PROTECTIVE GEAR High-tech for first responders . . .
First responders could minimize the risk to themselves and do their jobs more effectively if they were wearing a protective suit proposed by a team led by Oak Ridge National Laboratory. As envisioned by Gary Steimer of the lab's National Security Directorate, the Advanced Integrated Responder Ensemble (AIRE) will be made of new materials, will be lightweight and incorporate sensors and a communications system. The suit will provide thermal protection, personal cooling and will detect and counter chemical and biological threats. "From boots to helmet, AIRE will provide first responders with technological advances that will dramatically increase their capabilities," Steimer said. Partners in the effort include the Georgia Institute of Technology, North Carolina State University and the University of Tennessee. [Contact: Ron Walli, 865-576-0226; email@example.com]
CHEMISTRY Self-organizing polymers . . .
By developing techniques to precisely control the growth and shape of polymers at the molecular level, researchers hope to make possible the design and synthesis of new materials with biomedical applications. The idea is to mimic the "bottoms-up" approach used in nature, which starts with single molecules of controlled size, shape and functionality, and assembles the molecules to form structures such as enzymes. Through a better understanding of these structures at the molecular level, Phil Britt of Oak Ridge National Laboratory's Chemical Sciences Division and Jimmy Mays of the University of Tennessee hope they can impact chemical, material, biological and computational sciences. Ultimately, this research could lead to targeted drug delivery systems for treating diseases.

Saved entries:

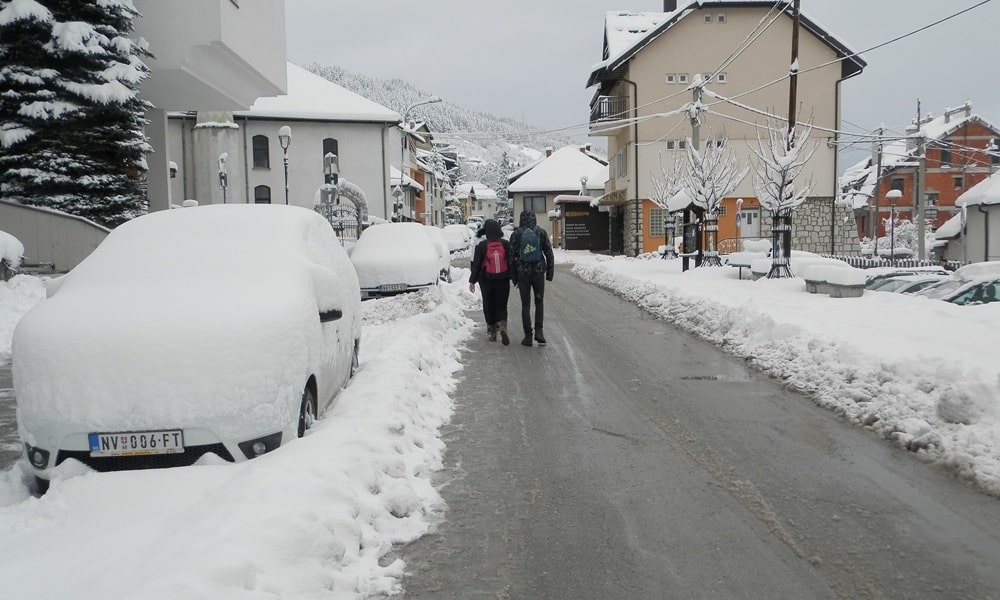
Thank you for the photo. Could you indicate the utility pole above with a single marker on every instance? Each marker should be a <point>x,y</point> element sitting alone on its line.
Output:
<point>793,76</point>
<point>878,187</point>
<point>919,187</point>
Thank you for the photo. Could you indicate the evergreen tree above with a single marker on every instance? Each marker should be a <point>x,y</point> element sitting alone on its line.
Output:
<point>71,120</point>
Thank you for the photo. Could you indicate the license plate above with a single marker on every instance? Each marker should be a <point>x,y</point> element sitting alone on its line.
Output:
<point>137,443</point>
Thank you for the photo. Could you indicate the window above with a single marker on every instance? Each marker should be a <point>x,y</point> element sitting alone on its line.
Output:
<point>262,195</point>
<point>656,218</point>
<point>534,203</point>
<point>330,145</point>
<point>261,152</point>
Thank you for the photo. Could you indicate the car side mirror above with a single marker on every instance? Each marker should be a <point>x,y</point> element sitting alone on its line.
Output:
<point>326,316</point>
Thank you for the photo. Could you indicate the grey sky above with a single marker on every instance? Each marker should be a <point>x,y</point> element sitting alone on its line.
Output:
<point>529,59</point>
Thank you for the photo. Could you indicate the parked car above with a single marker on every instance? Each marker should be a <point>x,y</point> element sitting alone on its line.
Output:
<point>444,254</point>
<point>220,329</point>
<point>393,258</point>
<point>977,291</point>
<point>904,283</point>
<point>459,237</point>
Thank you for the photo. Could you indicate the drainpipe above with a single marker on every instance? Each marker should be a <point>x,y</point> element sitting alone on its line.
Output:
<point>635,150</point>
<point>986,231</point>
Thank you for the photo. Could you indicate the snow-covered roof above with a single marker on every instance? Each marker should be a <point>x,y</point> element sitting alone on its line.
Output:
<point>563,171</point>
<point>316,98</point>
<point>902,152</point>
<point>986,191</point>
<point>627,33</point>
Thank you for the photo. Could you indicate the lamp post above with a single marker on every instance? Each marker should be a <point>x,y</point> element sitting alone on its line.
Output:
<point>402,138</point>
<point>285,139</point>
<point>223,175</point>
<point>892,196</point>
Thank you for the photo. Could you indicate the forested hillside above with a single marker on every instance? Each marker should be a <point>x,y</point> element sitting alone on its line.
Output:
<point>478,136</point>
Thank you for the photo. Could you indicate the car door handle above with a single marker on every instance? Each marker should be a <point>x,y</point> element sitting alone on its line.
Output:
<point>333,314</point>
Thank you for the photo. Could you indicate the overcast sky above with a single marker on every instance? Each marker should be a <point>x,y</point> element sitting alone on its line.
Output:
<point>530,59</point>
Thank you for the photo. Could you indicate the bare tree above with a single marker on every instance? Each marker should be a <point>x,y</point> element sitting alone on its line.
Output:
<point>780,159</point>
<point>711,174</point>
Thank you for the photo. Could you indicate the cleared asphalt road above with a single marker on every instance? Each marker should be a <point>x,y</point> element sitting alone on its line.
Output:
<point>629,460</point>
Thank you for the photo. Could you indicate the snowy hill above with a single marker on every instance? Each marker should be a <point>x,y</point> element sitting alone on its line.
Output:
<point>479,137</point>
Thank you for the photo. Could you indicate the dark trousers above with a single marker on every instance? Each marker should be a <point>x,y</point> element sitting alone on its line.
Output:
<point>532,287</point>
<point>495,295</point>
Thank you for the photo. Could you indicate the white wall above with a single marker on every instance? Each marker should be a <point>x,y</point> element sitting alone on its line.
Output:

» ACTIVITY LIST:
1 – Please reproduce the passage of the research briefs starting at "By developing techniques" and ending at "for treating diseases.".
2 – Name every person mentioned in the research briefs.

» ANSWERS BY ITEM:
1 –
By developing techniques to precisely control the growth and shape of polymers at the molecular level, researchers hope to make possible the design and synthesis of new materials with biomedical applications. The idea is to mimic the "bottoms-up" approach used in nature, which starts with single molecules of controlled size, shape and functionality, and assembles the molecules to form structures such as enzymes. Through a better understanding of these structures at the molecular level, Phil Britt of Oak Ridge National Laboratory's Chemical Sciences Division and Jimmy Mays of the University of Tennessee hope they can impact chemical, material, biological and computational sciences. Ultimately, this research could lead to targeted drug delivery systems for treating diseases.

2 –
Gary Steimer
Ron Walli
Phil Britt
Jimmy Mays